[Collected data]
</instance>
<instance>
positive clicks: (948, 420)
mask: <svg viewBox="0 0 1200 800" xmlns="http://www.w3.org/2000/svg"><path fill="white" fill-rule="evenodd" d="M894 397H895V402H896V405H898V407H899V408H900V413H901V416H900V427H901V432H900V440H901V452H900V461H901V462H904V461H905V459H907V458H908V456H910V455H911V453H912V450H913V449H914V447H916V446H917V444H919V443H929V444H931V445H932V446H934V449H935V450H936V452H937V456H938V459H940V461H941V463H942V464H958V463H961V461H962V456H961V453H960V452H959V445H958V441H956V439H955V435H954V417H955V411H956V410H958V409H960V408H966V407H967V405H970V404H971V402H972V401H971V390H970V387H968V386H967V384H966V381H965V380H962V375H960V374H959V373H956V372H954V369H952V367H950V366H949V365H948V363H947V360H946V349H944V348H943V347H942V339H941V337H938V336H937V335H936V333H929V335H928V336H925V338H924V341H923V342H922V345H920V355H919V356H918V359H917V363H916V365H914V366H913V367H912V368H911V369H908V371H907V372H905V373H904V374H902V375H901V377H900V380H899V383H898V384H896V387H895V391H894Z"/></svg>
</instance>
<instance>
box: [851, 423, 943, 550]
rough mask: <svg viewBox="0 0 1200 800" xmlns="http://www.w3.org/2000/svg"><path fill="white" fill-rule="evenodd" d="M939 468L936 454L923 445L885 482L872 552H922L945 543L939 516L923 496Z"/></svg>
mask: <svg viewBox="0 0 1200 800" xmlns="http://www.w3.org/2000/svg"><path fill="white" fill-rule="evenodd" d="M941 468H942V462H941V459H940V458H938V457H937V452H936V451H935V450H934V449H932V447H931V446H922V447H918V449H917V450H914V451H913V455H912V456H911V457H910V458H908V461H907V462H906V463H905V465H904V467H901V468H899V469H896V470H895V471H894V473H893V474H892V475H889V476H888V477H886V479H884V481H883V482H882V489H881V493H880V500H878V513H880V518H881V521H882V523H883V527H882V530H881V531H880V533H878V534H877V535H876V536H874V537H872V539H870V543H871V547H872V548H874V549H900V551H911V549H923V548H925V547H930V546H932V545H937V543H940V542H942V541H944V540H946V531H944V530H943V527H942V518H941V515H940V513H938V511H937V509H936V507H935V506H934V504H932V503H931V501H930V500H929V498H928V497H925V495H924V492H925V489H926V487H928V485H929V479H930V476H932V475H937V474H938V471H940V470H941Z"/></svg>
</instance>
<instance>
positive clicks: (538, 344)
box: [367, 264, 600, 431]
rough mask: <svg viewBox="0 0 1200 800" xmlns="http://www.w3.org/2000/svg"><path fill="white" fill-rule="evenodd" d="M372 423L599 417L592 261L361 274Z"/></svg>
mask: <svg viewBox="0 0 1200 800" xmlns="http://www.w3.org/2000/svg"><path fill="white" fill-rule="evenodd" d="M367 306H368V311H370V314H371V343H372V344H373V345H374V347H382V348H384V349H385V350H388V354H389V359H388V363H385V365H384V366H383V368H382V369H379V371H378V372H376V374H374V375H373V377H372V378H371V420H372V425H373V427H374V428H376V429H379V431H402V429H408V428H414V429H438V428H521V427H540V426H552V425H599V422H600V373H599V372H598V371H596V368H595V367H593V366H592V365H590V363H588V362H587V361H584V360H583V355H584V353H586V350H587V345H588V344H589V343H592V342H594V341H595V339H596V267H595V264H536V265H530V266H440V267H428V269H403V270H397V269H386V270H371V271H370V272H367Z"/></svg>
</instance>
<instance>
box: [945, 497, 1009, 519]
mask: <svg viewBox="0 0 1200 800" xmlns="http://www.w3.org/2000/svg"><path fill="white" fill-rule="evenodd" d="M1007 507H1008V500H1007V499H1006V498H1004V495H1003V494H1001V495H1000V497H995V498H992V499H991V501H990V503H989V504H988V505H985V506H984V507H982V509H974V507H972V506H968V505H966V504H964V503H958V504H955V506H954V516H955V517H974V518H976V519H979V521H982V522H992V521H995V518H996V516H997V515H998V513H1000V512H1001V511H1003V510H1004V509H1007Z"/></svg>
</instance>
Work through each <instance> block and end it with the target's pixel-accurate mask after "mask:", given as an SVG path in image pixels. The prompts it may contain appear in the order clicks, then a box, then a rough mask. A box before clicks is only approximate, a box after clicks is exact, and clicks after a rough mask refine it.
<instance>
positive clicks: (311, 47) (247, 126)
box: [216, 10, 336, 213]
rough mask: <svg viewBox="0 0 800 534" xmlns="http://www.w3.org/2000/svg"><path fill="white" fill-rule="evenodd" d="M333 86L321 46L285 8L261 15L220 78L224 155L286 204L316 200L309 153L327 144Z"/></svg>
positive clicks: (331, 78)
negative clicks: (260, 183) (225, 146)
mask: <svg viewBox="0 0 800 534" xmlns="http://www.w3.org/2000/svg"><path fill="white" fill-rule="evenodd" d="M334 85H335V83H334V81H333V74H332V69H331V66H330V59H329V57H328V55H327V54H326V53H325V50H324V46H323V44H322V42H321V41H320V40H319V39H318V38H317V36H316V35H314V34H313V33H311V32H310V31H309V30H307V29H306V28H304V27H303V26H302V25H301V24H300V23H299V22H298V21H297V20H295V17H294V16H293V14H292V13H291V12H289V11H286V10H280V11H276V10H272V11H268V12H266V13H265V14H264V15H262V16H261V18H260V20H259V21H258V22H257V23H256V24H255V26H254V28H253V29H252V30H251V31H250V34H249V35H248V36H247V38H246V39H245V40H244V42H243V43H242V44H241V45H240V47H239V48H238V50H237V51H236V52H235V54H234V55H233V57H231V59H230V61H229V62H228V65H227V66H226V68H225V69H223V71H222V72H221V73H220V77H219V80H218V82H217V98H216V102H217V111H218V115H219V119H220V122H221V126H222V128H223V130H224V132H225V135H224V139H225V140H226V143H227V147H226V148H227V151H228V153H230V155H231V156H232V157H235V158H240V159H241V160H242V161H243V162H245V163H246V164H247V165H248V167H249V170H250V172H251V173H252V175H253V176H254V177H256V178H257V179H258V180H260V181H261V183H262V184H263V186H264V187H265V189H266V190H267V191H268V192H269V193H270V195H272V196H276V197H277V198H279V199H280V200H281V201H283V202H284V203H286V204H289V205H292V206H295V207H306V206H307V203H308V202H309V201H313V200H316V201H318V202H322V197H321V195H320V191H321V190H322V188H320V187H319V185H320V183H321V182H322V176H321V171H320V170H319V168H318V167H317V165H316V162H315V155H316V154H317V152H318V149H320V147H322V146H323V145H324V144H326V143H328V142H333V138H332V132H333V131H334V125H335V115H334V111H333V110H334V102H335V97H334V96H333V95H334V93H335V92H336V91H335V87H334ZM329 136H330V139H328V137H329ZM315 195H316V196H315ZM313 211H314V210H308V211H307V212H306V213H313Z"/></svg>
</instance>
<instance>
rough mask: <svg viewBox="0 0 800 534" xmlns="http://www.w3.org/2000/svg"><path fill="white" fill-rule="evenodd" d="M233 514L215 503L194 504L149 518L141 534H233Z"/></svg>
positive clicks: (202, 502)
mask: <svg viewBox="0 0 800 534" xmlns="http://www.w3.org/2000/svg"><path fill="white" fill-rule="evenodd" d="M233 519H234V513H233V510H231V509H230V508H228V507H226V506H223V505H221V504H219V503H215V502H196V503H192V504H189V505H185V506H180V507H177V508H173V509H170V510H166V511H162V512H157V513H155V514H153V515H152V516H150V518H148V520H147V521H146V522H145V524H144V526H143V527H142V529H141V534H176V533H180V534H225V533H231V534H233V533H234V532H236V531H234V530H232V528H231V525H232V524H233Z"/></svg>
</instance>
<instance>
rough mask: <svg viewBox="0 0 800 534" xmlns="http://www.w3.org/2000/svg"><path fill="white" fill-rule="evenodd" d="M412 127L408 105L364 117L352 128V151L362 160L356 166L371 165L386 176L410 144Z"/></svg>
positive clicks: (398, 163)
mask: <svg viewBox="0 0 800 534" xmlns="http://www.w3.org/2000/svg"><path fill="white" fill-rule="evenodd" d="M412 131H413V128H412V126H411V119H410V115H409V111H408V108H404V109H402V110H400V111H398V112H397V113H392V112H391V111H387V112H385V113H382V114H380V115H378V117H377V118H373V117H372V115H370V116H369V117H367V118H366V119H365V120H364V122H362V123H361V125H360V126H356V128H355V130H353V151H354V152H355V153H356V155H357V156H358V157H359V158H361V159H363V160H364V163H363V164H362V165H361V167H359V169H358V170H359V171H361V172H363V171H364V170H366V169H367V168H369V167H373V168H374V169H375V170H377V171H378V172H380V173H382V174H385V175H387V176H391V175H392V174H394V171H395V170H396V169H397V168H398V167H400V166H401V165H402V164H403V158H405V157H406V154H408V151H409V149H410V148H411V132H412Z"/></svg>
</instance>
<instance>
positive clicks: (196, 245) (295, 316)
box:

_THE PROBLEM_
Only one stretch is wanted, so please give again exactly the lines from the start of the data through the line containing "box: [851, 423, 943, 550]", both ends included.

_COMPLETED EXERCISE_
</instance>
<instance>
positive clicks: (948, 420)
mask: <svg viewBox="0 0 1200 800" xmlns="http://www.w3.org/2000/svg"><path fill="white" fill-rule="evenodd" d="M894 397H895V402H896V405H898V407H899V408H900V413H901V416H900V427H901V432H900V440H901V452H900V461H901V462H904V461H905V459H907V458H908V456H910V455H911V453H912V450H913V449H914V447H916V446H917V444H919V443H929V444H931V445H932V446H934V449H935V450H936V452H937V456H938V459H940V461H941V463H942V464H958V463H961V461H962V456H961V453H960V452H959V445H958V441H956V439H955V435H954V417H955V411H956V410H958V409H960V408H966V407H967V405H970V404H971V402H972V401H971V390H970V387H968V386H967V384H966V381H965V380H962V375H960V374H959V373H956V372H954V369H952V367H950V366H949V365H948V363H947V360H946V349H944V348H943V347H942V339H941V337H938V336H937V335H936V333H929V335H928V336H925V338H924V341H923V342H922V345H920V355H919V356H918V359H917V363H916V365H914V366H913V367H912V368H911V369H908V371H907V372H905V373H904V374H902V375H901V377H900V380H899V383H898V384H896V387H895V391H894Z"/></svg>
</instance>
<instance>
box: [851, 423, 943, 550]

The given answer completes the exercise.